[AVAILABLE RECORDS]
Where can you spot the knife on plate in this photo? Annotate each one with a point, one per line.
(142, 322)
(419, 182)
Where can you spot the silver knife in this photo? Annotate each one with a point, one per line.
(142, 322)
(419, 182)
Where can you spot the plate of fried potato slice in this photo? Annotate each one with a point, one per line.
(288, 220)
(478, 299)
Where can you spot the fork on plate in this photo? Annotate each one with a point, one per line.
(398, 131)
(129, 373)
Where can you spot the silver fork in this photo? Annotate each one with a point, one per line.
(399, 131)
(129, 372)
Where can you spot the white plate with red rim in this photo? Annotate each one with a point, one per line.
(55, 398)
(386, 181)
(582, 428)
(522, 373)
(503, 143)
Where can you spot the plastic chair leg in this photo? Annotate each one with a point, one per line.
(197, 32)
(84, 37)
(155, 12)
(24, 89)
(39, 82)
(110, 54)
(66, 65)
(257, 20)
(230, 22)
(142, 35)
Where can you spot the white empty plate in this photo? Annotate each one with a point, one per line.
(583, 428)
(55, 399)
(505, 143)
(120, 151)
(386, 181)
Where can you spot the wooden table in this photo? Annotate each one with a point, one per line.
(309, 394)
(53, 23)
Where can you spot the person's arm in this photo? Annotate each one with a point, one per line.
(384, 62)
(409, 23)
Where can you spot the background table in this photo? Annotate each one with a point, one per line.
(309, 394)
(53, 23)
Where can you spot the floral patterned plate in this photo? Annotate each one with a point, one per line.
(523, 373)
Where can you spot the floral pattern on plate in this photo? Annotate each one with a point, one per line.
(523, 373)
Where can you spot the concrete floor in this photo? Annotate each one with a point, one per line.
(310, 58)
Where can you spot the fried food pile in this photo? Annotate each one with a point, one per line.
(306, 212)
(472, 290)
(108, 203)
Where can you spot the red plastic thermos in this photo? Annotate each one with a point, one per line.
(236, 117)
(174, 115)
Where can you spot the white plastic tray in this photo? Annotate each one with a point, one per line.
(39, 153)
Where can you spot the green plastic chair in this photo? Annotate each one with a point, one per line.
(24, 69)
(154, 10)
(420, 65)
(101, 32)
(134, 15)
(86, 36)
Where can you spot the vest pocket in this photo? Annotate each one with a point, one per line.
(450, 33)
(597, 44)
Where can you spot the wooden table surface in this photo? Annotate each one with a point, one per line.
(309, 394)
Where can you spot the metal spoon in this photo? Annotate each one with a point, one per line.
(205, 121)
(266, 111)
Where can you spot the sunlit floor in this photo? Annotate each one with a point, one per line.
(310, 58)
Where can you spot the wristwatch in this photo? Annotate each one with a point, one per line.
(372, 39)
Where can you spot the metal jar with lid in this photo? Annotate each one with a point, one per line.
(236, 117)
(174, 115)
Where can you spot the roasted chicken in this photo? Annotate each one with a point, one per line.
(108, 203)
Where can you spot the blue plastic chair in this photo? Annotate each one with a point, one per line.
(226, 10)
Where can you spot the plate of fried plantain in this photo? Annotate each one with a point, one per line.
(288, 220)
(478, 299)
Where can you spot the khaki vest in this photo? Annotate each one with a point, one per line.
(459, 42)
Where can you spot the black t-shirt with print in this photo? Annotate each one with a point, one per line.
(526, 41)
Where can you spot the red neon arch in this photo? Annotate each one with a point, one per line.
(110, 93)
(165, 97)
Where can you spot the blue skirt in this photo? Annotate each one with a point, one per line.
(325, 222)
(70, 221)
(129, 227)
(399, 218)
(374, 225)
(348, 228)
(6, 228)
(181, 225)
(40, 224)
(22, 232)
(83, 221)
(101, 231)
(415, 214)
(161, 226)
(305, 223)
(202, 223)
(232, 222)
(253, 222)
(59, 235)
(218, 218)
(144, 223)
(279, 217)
[/AVAILABLE RECORDS]
> EXERCISE: Print nothing except the lines from the line containing "Where can you spot the red neon" to the end of the listing, exactly as written.

> EXERCISE ANSWER:
Where can you spot the red neon arch in this photo? Annotate each one with a point, one per line.
(110, 93)
(165, 97)
Where can you spot the blue skirt in this photo? Annotate each one with a point, one per line.
(325, 222)
(70, 221)
(129, 227)
(399, 218)
(374, 225)
(348, 228)
(6, 228)
(181, 225)
(40, 224)
(22, 232)
(83, 221)
(101, 231)
(415, 214)
(161, 226)
(305, 223)
(202, 223)
(232, 222)
(253, 222)
(59, 235)
(218, 218)
(144, 223)
(279, 217)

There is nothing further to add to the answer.